◆ INSTRUCTIONS FOR THE TASK
Report every line of the listing below in which the string "blade" occurs.

======== EXTRACTED RECORDS

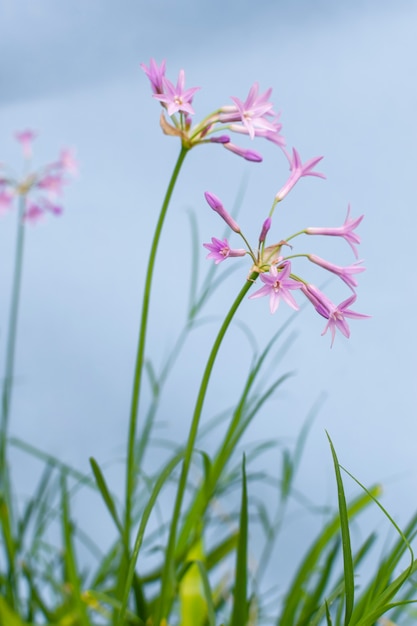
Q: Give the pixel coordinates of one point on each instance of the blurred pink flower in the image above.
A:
(177, 99)
(68, 162)
(334, 314)
(216, 204)
(298, 170)
(156, 75)
(345, 231)
(33, 213)
(345, 273)
(6, 199)
(249, 155)
(252, 113)
(25, 138)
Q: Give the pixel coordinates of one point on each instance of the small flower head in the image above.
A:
(345, 231)
(25, 138)
(345, 273)
(252, 113)
(277, 286)
(67, 162)
(265, 229)
(298, 170)
(177, 99)
(216, 204)
(249, 155)
(336, 315)
(6, 200)
(220, 250)
(156, 75)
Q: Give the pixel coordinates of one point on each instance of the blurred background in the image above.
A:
(343, 76)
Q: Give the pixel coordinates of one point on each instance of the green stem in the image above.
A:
(140, 357)
(168, 574)
(12, 333)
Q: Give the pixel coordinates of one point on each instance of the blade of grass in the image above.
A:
(161, 480)
(345, 532)
(69, 557)
(240, 603)
(106, 495)
(309, 562)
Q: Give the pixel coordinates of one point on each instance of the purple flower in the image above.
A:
(345, 231)
(298, 170)
(277, 286)
(252, 112)
(25, 138)
(40, 188)
(345, 273)
(53, 183)
(265, 228)
(156, 75)
(334, 314)
(6, 199)
(177, 98)
(249, 155)
(220, 250)
(271, 134)
(67, 162)
(33, 213)
(215, 203)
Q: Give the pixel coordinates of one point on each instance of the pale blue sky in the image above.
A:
(343, 75)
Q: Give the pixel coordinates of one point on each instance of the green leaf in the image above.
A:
(240, 603)
(104, 490)
(346, 546)
(162, 479)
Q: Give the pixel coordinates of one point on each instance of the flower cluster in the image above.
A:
(40, 189)
(254, 116)
(275, 268)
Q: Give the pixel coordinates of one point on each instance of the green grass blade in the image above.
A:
(211, 614)
(349, 574)
(240, 603)
(71, 573)
(106, 495)
(162, 479)
(312, 557)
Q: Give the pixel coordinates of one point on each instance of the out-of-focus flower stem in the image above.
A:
(140, 357)
(169, 561)
(12, 333)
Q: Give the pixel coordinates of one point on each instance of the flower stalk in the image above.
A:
(140, 355)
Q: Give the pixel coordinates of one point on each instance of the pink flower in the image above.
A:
(272, 134)
(252, 112)
(265, 229)
(53, 183)
(177, 98)
(334, 314)
(156, 75)
(345, 231)
(345, 273)
(5, 201)
(298, 170)
(277, 286)
(215, 203)
(25, 138)
(68, 162)
(249, 155)
(33, 213)
(220, 250)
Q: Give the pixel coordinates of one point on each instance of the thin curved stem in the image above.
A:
(140, 357)
(168, 574)
(12, 333)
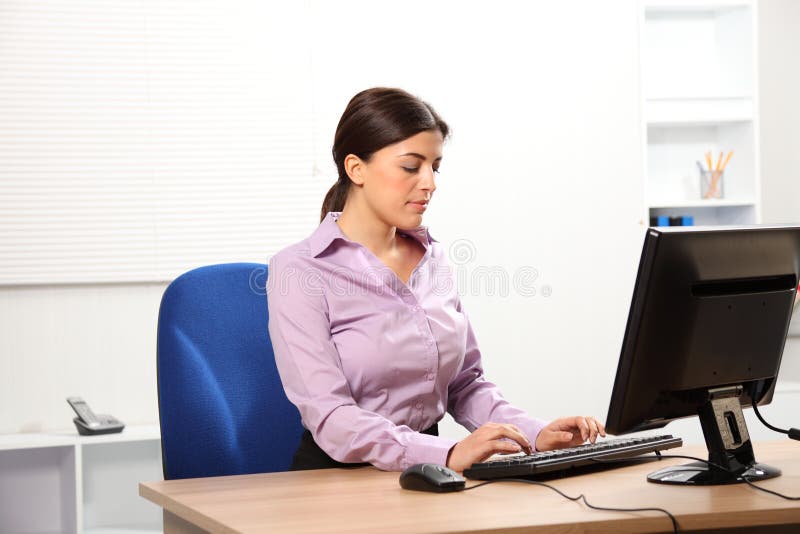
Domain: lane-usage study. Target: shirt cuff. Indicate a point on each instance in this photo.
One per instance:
(532, 430)
(427, 449)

================

◆ RESPONSE FOR THIS EXERCISE
Q: Give the pixel coordinates of one point on each instance of the blade of grass in the image above.
Q: Give the pixel coordinates of one point on each instance of the green grass blade in the image above.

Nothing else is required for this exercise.